***** Exercise input
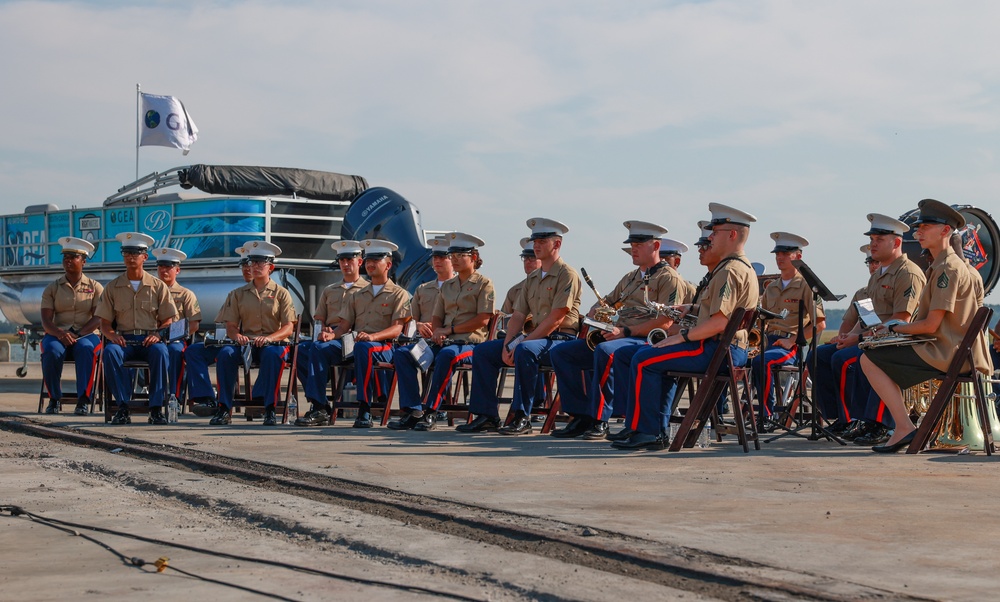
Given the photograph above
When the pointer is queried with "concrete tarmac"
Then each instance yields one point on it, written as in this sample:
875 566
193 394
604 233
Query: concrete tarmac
919 525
**********
Direction - Every line of text is to be repeated exactly; pictures are left out.

Solution to the problem -
Given the photograph above
When the pointer is queried with "concrete tarmac"
Then each instance yields one point on it, written as in this sample:
875 566
193 394
604 233
Query: concrete tarmac
919 525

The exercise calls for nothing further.